- JOB -
Rewrite the items below so that each "Annotation guideline" becomes "Labeling instruction", and keep everything else unchanged.

Lines of data:

::::::

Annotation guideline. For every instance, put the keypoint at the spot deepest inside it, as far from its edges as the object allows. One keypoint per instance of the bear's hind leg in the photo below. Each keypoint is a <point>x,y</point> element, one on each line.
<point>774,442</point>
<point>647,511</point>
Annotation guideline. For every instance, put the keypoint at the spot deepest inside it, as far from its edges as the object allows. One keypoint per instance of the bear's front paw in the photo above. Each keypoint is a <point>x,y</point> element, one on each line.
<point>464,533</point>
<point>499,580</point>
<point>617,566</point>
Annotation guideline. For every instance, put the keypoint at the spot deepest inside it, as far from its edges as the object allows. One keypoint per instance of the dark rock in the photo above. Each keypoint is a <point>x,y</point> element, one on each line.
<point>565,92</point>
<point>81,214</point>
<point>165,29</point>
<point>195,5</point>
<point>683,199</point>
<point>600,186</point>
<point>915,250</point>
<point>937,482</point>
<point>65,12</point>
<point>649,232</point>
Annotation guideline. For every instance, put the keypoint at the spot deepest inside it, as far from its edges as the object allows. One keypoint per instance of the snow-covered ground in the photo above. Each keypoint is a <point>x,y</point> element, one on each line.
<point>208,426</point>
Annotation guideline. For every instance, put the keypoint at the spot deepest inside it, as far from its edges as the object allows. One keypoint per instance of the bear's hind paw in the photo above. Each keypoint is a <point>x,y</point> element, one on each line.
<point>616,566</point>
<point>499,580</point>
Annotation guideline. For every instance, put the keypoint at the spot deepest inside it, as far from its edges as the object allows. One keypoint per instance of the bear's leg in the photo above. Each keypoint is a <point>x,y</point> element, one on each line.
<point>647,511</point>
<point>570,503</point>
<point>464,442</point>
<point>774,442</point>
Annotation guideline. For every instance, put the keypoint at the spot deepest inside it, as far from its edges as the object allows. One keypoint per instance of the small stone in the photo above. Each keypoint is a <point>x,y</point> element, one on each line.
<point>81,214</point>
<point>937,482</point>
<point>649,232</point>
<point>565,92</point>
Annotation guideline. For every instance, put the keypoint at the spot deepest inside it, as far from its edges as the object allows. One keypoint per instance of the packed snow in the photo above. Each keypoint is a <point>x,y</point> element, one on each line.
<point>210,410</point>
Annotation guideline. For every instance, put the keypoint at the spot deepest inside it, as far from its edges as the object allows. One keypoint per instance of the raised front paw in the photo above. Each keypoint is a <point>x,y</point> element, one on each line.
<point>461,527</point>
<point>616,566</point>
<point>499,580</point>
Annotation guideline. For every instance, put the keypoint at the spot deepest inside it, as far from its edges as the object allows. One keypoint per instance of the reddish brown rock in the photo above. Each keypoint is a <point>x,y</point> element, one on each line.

::::::

- RIGHT ANSWER -
Labeling instruction. For every instance, put the keypoint at the spot deepest inside it, as far from its edges as the object allows. One keypoint per instance of the bear's hind leg in the photo below. Each keypoint is a <point>x,y</point> element, one on each line.
<point>774,442</point>
<point>647,511</point>
Labeling instruction. For every instance, put the keypoint at the spot deepest inside it, as far from its edges as the object allows. One keypoint per instance of the bear's front paw in the photo above. Each keypoint is a <point>x,y</point> element, one on each line.
<point>464,533</point>
<point>499,580</point>
<point>617,566</point>
Labeling instruction. For every instance, put the keypoint at the spot deepest inside it, as far from its edges as the object allows. One keypoint per instance of the dark rock in the photo above. Each keypoint is a <point>x,y</point> element, one on each line.
<point>565,92</point>
<point>81,214</point>
<point>165,29</point>
<point>195,5</point>
<point>683,199</point>
<point>600,186</point>
<point>915,250</point>
<point>937,482</point>
<point>65,12</point>
<point>649,232</point>
Labeling instruction. For every instance, put the keypoint at the spot deepest inside it, as far from its edges as the object allows. One keypoint per instance of the snow-covered ground in the photo above. Each keypoint is a <point>x,y</point> element, one on each line.
<point>208,426</point>
Labeling instruction. For every instance, put the keypoint at the spot deepest inside it, as far from its edges as the object allows. One keypoint per instance of the bear's hind paw in the photo above. Each keypoint is a <point>x,y</point> element, one on each line.
<point>616,566</point>
<point>499,580</point>
Labeling instruction. For every instance, put the keypoint at the spot deepest inside it, as far from its edges as the object allows. One keypoint per instance of the bear's leg in the photo above. Each keypoint is a <point>x,y</point> element, one on each line.
<point>647,511</point>
<point>570,503</point>
<point>464,442</point>
<point>774,442</point>
Labeling instruction. For every instance, put the keypoint at the spot deepest inside it, as far from its edges as the object allows. One keypoint per instance of the small stone in the photo above. Each keypoint is a <point>x,y</point> element, one on each line.
<point>81,214</point>
<point>937,482</point>
<point>649,232</point>
<point>565,92</point>
Labeling instruction. For every instance, put the keypoint at the spot deepest inside it, as far from its edges as the object allows. One keypoint per instance of the packed snow in the photo above. Each keypoint is a <point>x,y</point> element, one on each line.
<point>210,410</point>
Labeling instruction. For every instance, put the keypoint at the spot deepest inside it, as far from its edges as the object allows. One keypoint per instance of the raised front paw in the photo above. Each keypoint is a <point>x,y</point> element, one on each line.
<point>461,527</point>
<point>616,566</point>
<point>499,580</point>
Labeling instruction. For every instance, put the keypoint at the spot deepest inside it, as far from its edges as the object allows. One keypoint per instance of the reddish brown rock in the photo above. Each keypoint is a <point>x,y</point> element, one on each line.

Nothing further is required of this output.